Please recast all the items below as a single numbered list, one line per number, leaving out any blank lines.

╭─ DATA FOR THIS EXERCISE

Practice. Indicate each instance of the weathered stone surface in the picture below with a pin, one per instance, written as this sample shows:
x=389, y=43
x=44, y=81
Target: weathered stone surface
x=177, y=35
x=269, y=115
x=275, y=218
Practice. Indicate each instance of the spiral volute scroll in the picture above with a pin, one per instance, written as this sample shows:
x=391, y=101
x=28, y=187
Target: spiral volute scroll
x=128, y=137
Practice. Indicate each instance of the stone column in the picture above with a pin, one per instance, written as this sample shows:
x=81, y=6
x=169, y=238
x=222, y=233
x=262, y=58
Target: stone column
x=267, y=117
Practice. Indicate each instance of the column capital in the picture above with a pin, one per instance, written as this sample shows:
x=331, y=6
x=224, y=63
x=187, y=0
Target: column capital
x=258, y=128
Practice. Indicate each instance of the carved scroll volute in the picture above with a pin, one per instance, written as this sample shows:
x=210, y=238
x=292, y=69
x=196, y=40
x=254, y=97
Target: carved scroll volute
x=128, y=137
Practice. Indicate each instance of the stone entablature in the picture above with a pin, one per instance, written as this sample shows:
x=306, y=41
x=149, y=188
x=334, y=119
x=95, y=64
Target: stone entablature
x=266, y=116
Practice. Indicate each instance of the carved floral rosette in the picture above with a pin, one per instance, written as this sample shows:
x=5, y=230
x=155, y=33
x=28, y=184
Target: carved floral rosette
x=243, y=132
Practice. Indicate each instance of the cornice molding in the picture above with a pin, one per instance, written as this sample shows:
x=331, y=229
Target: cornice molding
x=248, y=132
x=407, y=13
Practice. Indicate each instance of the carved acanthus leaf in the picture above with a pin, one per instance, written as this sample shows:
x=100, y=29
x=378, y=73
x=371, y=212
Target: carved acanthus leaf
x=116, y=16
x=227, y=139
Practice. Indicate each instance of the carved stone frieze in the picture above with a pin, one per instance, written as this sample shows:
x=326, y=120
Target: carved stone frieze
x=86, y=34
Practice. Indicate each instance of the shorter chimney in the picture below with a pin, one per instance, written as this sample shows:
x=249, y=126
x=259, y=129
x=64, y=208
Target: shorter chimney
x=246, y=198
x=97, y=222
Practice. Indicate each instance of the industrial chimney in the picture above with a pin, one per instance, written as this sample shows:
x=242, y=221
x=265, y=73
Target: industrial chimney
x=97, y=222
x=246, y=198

╰─

### EXERCISE RESULT
1. Practice. Indicate each instance of the weathered stone surface in the picture below with a pin, one per instance, written as this sample shows:
2. x=389, y=43
3. x=44, y=81
4. Target: weathered stone surface
5. x=177, y=35
6. x=269, y=115
7. x=275, y=218
8. Practice. Indicate each instance of the spiral volute scroll in the picture above with a pin, one per instance, written as this sample shows:
9. x=391, y=101
10. x=28, y=187
11. Target: spiral volute scroll
12. x=128, y=137
13. Practice. Indicate each instance of the stone column in the picture above with a pin, one per instance, written as this sample shows:
14. x=81, y=6
15. x=169, y=238
16. x=222, y=233
17. x=262, y=58
18. Target: stone column
19. x=267, y=117
20. Practice. Indicate each instance of the column capital in the picture above with a pin, one per instance, written as this sample shows:
21. x=331, y=6
22. x=224, y=63
23. x=187, y=0
24. Target: column capital
25. x=258, y=128
26. Practice. Indicate each instance of the carved scroll volute in the picture above with a pin, one per instance, written as this sample shows:
27. x=210, y=238
28. x=292, y=69
29. x=196, y=40
30. x=254, y=97
31. Target: carved scroll volute
32. x=128, y=137
33. Practice. Indicate each instance of the stone entablature in the picture above with a pin, one per instance, written as this sample shows:
34. x=306, y=41
35. x=149, y=188
36. x=334, y=119
37. x=95, y=64
38. Target: stone entablature
39. x=266, y=116
40. Practice. Indicate each instance of the carved floral rosette in the picture above with a pin, one per instance, written as this sample shows:
41. x=5, y=230
42. x=155, y=33
43. x=28, y=184
44. Target: carved floral rosette
45. x=243, y=132
46. Practice. Indicate each instance of the cornice molding in the picture above with a pin, one per instance, written as this sample shows:
47. x=331, y=229
48. Target: cornice molding
49. x=248, y=132
50. x=407, y=13
51. Practice. Indicate each instance of the carved acanthus leaf in the picture above with a pin, one per instance, written as this sample shows:
52. x=100, y=29
53. x=378, y=73
54. x=371, y=212
55. Target: carved acanthus leaf
56. x=116, y=16
57. x=227, y=139
58. Practice. Indicate each instance of the carved stone frieze in the picture above with a pin, one per instance, written as this sample shows:
59. x=326, y=120
60. Target: carved stone frieze
61. x=86, y=34
62. Practice. Indicate each instance of the shorter chimney in the picture below with a pin, one per instance, written as this sample shows:
63. x=249, y=126
64. x=259, y=129
65. x=64, y=208
66. Target: shorter chimney
67. x=246, y=198
68. x=97, y=222
69. Practice. Indicate each instance of the industrial chimney in the picture above with a pin, one per instance, written as this sample shows:
70. x=242, y=221
71. x=265, y=73
72. Target: industrial chimney
73. x=97, y=222
74. x=246, y=198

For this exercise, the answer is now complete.